--- Data for processing ---

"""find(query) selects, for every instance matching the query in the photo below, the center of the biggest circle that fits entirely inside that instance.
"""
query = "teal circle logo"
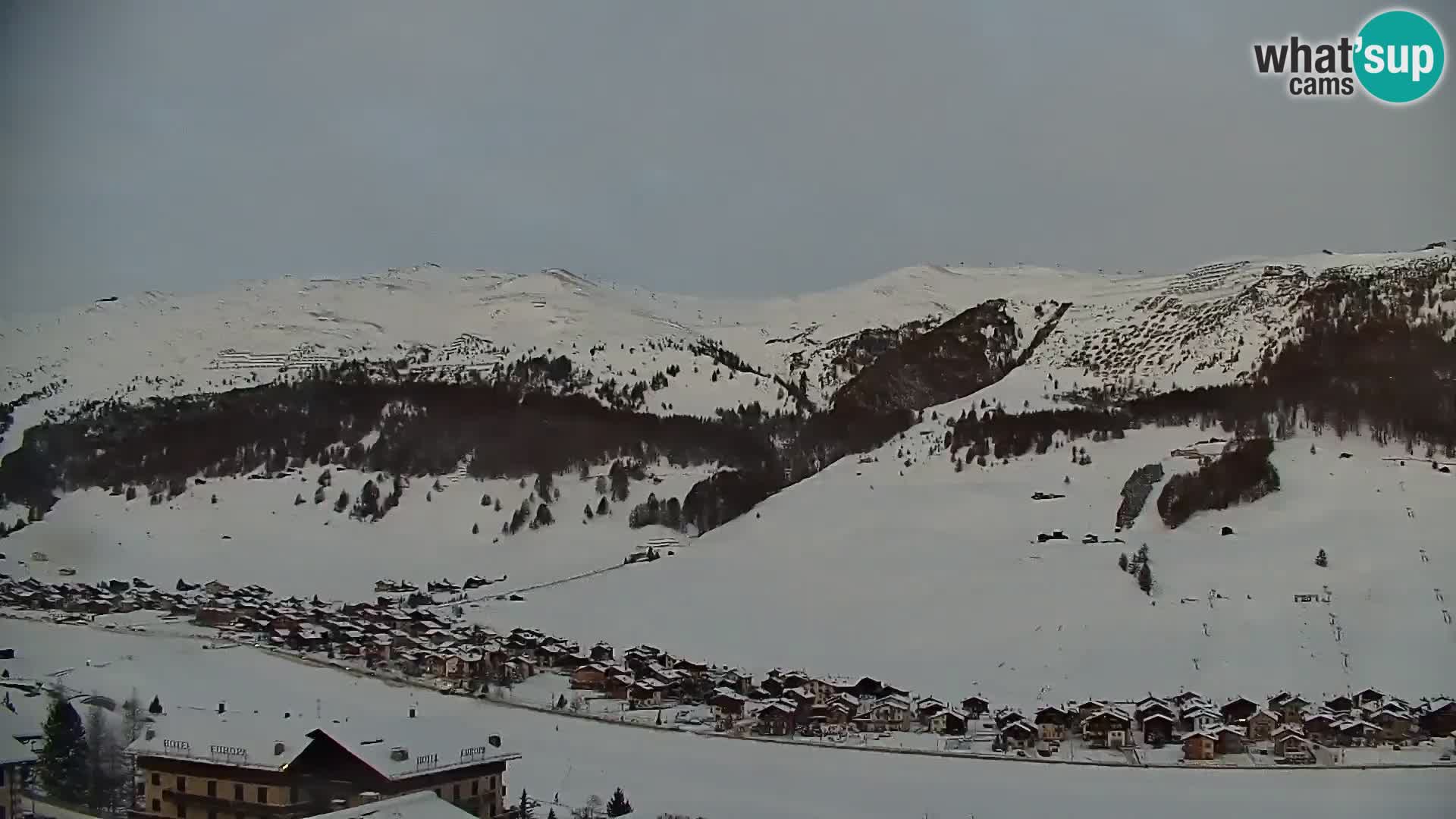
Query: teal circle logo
(1400, 55)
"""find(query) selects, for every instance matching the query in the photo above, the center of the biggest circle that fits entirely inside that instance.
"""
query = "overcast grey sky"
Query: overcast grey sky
(737, 148)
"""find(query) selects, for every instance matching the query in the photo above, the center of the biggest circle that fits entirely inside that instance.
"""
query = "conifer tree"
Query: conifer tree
(619, 805)
(63, 758)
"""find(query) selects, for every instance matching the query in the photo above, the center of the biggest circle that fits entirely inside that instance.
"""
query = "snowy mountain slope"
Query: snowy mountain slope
(937, 580)
(833, 550)
(1209, 325)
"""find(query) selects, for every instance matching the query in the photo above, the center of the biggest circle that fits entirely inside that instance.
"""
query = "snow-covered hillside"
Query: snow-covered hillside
(893, 522)
(937, 579)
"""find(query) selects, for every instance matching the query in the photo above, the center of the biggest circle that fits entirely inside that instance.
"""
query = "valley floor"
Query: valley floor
(930, 579)
(565, 760)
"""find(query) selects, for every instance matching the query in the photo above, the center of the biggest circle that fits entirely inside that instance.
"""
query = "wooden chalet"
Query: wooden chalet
(1261, 725)
(1018, 735)
(1200, 745)
(1107, 729)
(1238, 710)
(1052, 723)
(1158, 729)
(974, 707)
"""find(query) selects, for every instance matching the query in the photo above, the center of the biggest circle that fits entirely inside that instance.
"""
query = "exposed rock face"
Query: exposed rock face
(971, 350)
(1136, 491)
(1242, 474)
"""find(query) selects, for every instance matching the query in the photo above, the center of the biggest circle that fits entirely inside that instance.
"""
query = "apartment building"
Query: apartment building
(251, 767)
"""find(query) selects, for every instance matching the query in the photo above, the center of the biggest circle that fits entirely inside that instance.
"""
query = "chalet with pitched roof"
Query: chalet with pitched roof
(1052, 723)
(1107, 729)
(1200, 745)
(1261, 725)
(1018, 735)
(1158, 729)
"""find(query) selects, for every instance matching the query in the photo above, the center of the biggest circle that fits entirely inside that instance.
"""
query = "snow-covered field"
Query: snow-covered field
(711, 777)
(935, 580)
(930, 580)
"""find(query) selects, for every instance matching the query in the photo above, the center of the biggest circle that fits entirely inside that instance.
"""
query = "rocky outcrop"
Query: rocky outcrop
(1136, 491)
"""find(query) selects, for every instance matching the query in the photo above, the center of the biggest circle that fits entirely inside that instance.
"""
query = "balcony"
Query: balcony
(240, 805)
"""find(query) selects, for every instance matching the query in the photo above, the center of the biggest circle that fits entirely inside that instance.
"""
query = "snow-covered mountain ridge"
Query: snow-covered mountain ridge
(1207, 325)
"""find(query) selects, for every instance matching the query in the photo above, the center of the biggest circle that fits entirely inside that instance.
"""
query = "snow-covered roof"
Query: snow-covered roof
(14, 751)
(421, 805)
(430, 745)
(224, 739)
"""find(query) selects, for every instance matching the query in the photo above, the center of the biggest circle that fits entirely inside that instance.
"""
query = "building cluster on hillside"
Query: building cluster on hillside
(462, 657)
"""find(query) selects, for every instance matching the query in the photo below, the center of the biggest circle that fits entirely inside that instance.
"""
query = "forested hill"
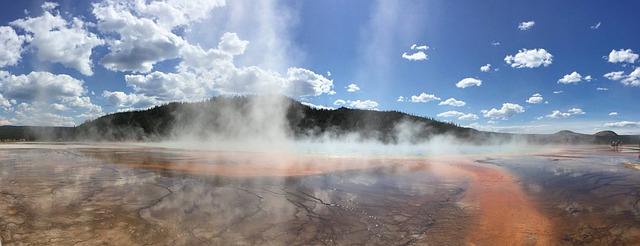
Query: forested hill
(230, 116)
(273, 117)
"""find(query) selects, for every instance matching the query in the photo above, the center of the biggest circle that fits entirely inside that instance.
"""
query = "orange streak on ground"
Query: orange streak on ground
(505, 214)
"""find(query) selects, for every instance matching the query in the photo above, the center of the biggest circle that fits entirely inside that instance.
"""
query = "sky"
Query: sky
(504, 66)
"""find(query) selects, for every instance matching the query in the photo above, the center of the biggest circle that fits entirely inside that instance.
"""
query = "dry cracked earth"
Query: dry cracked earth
(115, 195)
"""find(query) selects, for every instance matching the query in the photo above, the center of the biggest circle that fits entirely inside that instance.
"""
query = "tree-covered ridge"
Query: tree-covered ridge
(300, 121)
(273, 116)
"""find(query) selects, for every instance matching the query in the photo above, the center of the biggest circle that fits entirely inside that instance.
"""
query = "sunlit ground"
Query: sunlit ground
(127, 194)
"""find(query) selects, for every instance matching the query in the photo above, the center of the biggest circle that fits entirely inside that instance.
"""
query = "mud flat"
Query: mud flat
(137, 195)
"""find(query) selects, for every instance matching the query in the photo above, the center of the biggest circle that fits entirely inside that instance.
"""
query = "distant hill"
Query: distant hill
(258, 115)
(273, 116)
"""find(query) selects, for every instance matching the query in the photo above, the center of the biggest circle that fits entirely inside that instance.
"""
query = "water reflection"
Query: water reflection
(153, 196)
(136, 195)
(592, 198)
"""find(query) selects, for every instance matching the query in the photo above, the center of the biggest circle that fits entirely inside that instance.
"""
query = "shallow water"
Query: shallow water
(141, 195)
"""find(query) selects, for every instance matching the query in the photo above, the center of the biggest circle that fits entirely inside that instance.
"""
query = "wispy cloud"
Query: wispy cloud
(468, 82)
(526, 25)
(529, 58)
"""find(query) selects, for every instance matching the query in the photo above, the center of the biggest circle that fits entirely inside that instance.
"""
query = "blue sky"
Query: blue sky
(506, 66)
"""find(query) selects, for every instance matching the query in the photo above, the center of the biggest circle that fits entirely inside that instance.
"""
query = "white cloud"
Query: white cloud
(317, 106)
(622, 124)
(10, 46)
(633, 79)
(204, 73)
(508, 110)
(142, 33)
(56, 40)
(366, 104)
(467, 82)
(526, 25)
(535, 98)
(353, 88)
(572, 78)
(557, 114)
(453, 102)
(615, 75)
(424, 97)
(459, 115)
(485, 68)
(530, 58)
(40, 86)
(419, 47)
(622, 56)
(574, 111)
(4, 103)
(418, 56)
(138, 43)
(123, 100)
(36, 114)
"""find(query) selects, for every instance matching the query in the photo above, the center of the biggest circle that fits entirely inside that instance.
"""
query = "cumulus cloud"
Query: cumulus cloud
(526, 25)
(353, 88)
(40, 86)
(633, 79)
(459, 115)
(453, 102)
(508, 110)
(535, 98)
(203, 73)
(622, 124)
(419, 47)
(424, 97)
(622, 55)
(417, 56)
(366, 104)
(572, 78)
(4, 103)
(529, 58)
(557, 114)
(124, 100)
(37, 114)
(339, 102)
(137, 43)
(10, 46)
(317, 106)
(468, 82)
(58, 40)
(615, 75)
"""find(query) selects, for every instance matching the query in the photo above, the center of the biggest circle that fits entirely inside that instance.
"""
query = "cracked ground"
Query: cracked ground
(87, 195)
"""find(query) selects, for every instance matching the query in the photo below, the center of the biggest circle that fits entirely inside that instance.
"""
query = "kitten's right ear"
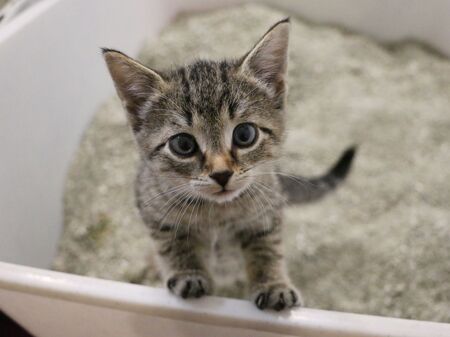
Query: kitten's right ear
(134, 83)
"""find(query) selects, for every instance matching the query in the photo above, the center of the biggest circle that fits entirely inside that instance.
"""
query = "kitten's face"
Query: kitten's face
(211, 126)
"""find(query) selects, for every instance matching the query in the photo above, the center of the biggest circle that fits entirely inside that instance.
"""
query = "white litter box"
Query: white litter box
(52, 79)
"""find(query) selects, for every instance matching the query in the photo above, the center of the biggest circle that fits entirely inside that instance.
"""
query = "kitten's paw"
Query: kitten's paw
(277, 296)
(189, 284)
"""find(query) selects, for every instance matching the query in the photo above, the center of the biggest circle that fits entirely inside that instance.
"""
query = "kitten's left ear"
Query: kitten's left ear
(267, 61)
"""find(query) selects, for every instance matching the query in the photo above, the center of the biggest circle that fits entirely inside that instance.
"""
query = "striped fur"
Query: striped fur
(187, 212)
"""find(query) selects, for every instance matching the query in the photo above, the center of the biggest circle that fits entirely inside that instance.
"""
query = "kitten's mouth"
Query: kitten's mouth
(224, 192)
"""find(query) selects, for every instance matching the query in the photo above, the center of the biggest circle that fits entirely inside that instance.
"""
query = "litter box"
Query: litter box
(52, 81)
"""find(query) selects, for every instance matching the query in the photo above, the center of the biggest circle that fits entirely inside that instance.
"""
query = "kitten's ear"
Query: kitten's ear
(267, 61)
(134, 83)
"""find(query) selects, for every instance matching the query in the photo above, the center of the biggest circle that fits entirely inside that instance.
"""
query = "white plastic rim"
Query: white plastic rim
(211, 312)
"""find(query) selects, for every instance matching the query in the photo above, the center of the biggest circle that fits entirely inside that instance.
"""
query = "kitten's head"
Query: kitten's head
(209, 125)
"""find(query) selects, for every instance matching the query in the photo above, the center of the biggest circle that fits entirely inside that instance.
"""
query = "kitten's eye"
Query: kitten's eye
(244, 135)
(183, 145)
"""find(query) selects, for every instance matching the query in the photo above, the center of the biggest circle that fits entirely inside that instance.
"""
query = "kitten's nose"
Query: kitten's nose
(221, 177)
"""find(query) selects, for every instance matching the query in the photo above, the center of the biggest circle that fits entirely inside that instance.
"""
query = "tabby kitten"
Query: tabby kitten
(209, 134)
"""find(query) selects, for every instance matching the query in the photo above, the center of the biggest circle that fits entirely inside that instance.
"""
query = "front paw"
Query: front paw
(276, 296)
(190, 284)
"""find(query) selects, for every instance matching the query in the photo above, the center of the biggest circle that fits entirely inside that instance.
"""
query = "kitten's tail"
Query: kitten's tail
(301, 190)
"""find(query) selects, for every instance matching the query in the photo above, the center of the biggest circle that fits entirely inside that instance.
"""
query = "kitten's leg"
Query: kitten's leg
(269, 284)
(181, 265)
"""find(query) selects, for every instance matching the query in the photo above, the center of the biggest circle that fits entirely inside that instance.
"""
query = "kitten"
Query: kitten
(209, 135)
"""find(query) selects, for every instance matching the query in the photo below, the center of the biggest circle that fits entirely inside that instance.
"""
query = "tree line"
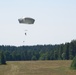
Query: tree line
(62, 51)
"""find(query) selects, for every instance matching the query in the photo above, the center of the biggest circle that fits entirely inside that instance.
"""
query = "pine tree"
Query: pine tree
(2, 58)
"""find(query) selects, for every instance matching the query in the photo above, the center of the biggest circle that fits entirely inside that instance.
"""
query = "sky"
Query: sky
(55, 22)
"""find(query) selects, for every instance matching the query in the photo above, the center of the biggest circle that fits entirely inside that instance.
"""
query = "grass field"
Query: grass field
(55, 67)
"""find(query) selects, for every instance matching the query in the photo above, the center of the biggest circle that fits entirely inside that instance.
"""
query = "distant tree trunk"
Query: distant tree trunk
(2, 58)
(73, 64)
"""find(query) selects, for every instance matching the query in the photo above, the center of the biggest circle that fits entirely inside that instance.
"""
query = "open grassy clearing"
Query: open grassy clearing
(55, 67)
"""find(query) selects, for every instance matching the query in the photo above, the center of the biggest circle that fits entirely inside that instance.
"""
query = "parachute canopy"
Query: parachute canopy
(26, 20)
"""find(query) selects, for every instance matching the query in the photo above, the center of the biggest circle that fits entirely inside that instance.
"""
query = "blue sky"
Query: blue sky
(55, 22)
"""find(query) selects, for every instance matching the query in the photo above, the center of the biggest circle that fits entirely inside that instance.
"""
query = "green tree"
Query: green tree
(2, 58)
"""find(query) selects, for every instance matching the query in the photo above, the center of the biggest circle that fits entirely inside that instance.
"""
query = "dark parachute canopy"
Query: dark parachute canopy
(26, 20)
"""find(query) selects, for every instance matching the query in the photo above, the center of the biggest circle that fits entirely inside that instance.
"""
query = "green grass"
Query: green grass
(55, 67)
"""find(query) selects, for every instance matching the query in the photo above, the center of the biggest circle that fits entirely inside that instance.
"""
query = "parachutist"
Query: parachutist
(26, 20)
(25, 34)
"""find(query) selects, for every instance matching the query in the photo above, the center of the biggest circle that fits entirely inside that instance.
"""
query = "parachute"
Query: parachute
(26, 20)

---

▶ **Goal of the exercise**:
Everything from the line containing "Query: green tree" to the end of the records must be written out exactly; include both of those lines and no others.

▶ **The answer**:
Query: green tree
(2, 58)
"""find(query) selects, for every instance matching the query in the photo above, the center of the biggest circle that fits entirely inside that instance.
"""
query = "dark parachute canopy"
Query: dark parachute canopy
(26, 20)
"""find(query) selects, for every instance matching the query in the photo above, the center of the biggest circle that fits entirely inside that instance.
"""
query = "green grass"
Query: green grass
(55, 67)
"""find(query) selects, for every instance matching the query in the photo above, the center of the biggest circle that fits entirely inside that instance.
"""
query = "parachutist"
Query: parachutist
(26, 20)
(25, 34)
"""find(query) selects, for every instance matching the query in the photo above, the center of the biggest circle that fits entirely inside that instance.
"""
query = "parachute"
Query: parachute
(26, 20)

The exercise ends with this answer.